> **PROBLEM REQUIREMENTS**: Format each line of the material below as a Markdown table with the columns "Row" and "Material line," skipping blank lines. Leave the pictures out of the table.

## start

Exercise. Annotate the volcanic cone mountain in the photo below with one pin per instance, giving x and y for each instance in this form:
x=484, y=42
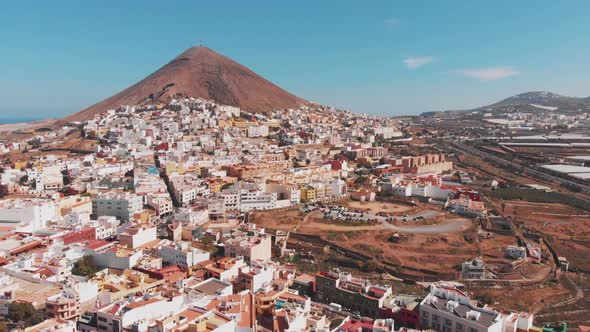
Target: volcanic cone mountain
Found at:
x=200, y=72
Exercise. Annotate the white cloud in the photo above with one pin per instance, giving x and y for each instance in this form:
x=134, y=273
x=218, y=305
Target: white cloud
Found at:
x=391, y=21
x=489, y=74
x=418, y=61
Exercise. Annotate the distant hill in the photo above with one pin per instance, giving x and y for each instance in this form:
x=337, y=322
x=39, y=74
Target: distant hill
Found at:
x=528, y=101
x=200, y=72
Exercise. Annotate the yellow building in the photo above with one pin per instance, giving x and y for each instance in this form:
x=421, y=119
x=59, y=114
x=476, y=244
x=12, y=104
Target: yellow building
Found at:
x=308, y=193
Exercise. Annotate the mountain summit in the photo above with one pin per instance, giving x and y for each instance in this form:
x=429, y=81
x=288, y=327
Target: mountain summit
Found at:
x=200, y=72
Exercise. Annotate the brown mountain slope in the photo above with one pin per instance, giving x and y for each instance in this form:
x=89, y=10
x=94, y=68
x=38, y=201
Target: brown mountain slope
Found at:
x=200, y=72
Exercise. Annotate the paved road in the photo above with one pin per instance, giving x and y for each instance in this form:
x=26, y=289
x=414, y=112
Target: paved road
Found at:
x=447, y=226
x=529, y=170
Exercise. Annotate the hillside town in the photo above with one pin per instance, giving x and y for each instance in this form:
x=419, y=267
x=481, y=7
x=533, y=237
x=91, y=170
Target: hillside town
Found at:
x=171, y=217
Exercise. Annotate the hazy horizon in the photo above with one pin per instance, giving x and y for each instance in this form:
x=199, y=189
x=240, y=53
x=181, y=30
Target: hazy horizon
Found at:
x=390, y=59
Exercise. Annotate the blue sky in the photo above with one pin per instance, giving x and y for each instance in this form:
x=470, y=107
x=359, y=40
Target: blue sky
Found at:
x=378, y=57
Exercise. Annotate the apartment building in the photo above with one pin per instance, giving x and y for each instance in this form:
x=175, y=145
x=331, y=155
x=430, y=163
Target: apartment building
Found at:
x=447, y=309
x=182, y=254
x=26, y=215
x=122, y=205
x=355, y=294
x=137, y=235
x=252, y=248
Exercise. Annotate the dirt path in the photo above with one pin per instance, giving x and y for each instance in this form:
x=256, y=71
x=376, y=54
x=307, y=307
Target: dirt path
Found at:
x=447, y=226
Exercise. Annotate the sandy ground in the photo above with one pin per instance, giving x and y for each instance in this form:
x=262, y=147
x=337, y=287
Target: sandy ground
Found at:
x=568, y=228
x=376, y=207
x=24, y=125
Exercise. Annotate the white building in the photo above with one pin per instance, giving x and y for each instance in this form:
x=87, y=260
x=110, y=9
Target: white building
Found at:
x=515, y=252
x=122, y=205
x=182, y=254
x=447, y=309
x=26, y=215
x=135, y=236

## end

> **COMPLETED TASK**:
| Row | Material line |
|---|---|
| 1 | Exercise. Annotate the volcanic cone mountain in the photo below with one pin per instance, giving x and y for each instance in this form: |
| 2 | x=484, y=42 |
| 3 | Target: volcanic cone mountain |
| 4 | Found at: |
| 5 | x=200, y=72 |
| 6 | Exercise. Annotate the white cloud in the photo above with one pin per instance, giving x and y for each instance in this form: |
| 7 | x=134, y=273 |
| 8 | x=218, y=305 |
| 9 | Target: white cloud |
| 10 | Found at: |
| 11 | x=391, y=21 |
| 12 | x=489, y=74 |
| 13 | x=418, y=61 |
| 14 | Exercise. Annotate the distant hill in the photo above with one pin per instance, giving x and y for each instance in this form: |
| 15 | x=337, y=322 |
| 16 | x=39, y=74 |
| 17 | Target: distant hill |
| 18 | Found at: |
| 19 | x=528, y=101 |
| 20 | x=200, y=72 |
| 21 | Exercise. Annotate the yellow building in the photo above with one pin per instance, giving x and y for each instance in this form: |
| 22 | x=421, y=119 |
| 23 | x=59, y=114 |
| 24 | x=476, y=244 |
| 25 | x=12, y=104 |
| 26 | Target: yellow building |
| 27 | Found at: |
| 28 | x=308, y=193 |
| 29 | Exercise. Annotate the mountain summit in the photo above with one pin per instance, giving x and y for each instance in this form: |
| 30 | x=429, y=81 |
| 31 | x=288, y=327 |
| 32 | Target: mountain summit |
| 33 | Found at: |
| 34 | x=200, y=72 |
| 35 | Exercise. Annotate the brown mountain slope in the photo above with one pin per instance, giving x and y for each instance in this form: |
| 36 | x=89, y=10 |
| 37 | x=94, y=68 |
| 38 | x=38, y=201 |
| 39 | Target: brown mountain slope |
| 40 | Found at: |
| 41 | x=200, y=72 |
| 42 | Exercise. Annotate the paved road in the photo above with one pin per instance, giving x and y for each instance in this form: |
| 43 | x=26, y=289 |
| 44 | x=414, y=112 |
| 45 | Target: paved road |
| 46 | Found at: |
| 47 | x=447, y=226 |
| 48 | x=529, y=170 |
| 49 | Exercise. Annotate the hillside town in the photo above with one pin per instance, giving x and y for each instance in this form: |
| 50 | x=419, y=267 |
| 51 | x=481, y=7 |
| 52 | x=533, y=237 |
| 53 | x=91, y=170 |
| 54 | Target: hillside town |
| 55 | Found at: |
| 56 | x=171, y=217 |
| 57 | Exercise. Annotate the hazy horizon in the photo above with one pin per instance, giving x and y for each instance in this form: |
| 58 | x=199, y=189 |
| 59 | x=240, y=53 |
| 60 | x=181, y=30 |
| 61 | Target: hazy horizon |
| 62 | Found at: |
| 63 | x=390, y=59 |
| 64 | Exercise. Annotate the blue sky in the photo above with one pin per instance, giving x and y for each instance in this form: |
| 65 | x=470, y=107 |
| 66 | x=359, y=40 |
| 67 | Target: blue sky |
| 68 | Found at: |
| 69 | x=378, y=57 |
| 70 | Exercise. Annotate the apartment building in the photo above with one pin per instance, giving x and y for each instance in this form: |
| 71 | x=175, y=145 |
| 72 | x=331, y=155 |
| 73 | x=430, y=163 |
| 74 | Target: apartment building |
| 75 | Found at: |
| 76 | x=447, y=309 |
| 77 | x=182, y=254 |
| 78 | x=26, y=215 |
| 79 | x=122, y=205 |
| 80 | x=355, y=294 |
| 81 | x=137, y=235 |
| 82 | x=252, y=248 |
| 83 | Exercise. Annotate the dirt path in the photo above with one pin per instance, giving x and y for each instance in this form: |
| 84 | x=256, y=71 |
| 85 | x=376, y=54 |
| 86 | x=307, y=307 |
| 87 | Target: dirt path |
| 88 | Found at: |
| 89 | x=447, y=226 |
| 90 | Exercise. Annotate the sandy ground in the photo above with one pin per instance, giving x and y for each instance in this form: |
| 91 | x=262, y=147 |
| 92 | x=337, y=287 |
| 93 | Target: sandy ground |
| 94 | Found at: |
| 95 | x=568, y=228 |
| 96 | x=376, y=207 |
| 97 | x=24, y=125 |
| 98 | Exercise. Annotate the white building in the photo above with one pin per instance, giving x and y for each instance in this form: |
| 99 | x=87, y=260 |
| 100 | x=110, y=9 |
| 101 | Target: white building |
| 102 | Found at: |
| 103 | x=515, y=252 |
| 104 | x=122, y=205 |
| 105 | x=182, y=254 |
| 106 | x=447, y=309 |
| 107 | x=26, y=215 |
| 108 | x=135, y=236 |